» What you will do:
Report every line below that contains the string "tree", matching case exactly.
[Start Data for the task]
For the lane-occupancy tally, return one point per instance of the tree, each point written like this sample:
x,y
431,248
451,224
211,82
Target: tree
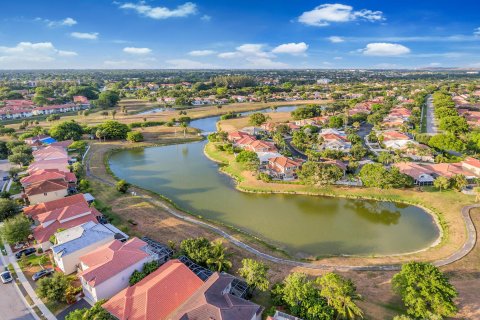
x,y
319,174
53,288
303,299
257,119
425,291
255,274
122,186
341,295
67,130
16,229
115,130
8,209
108,99
441,183
94,313
135,136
[End Data for the task]
» Answer:
For the lane-occupancy tally, return one point per instance of the tree, each point written like this sample:
Target: tree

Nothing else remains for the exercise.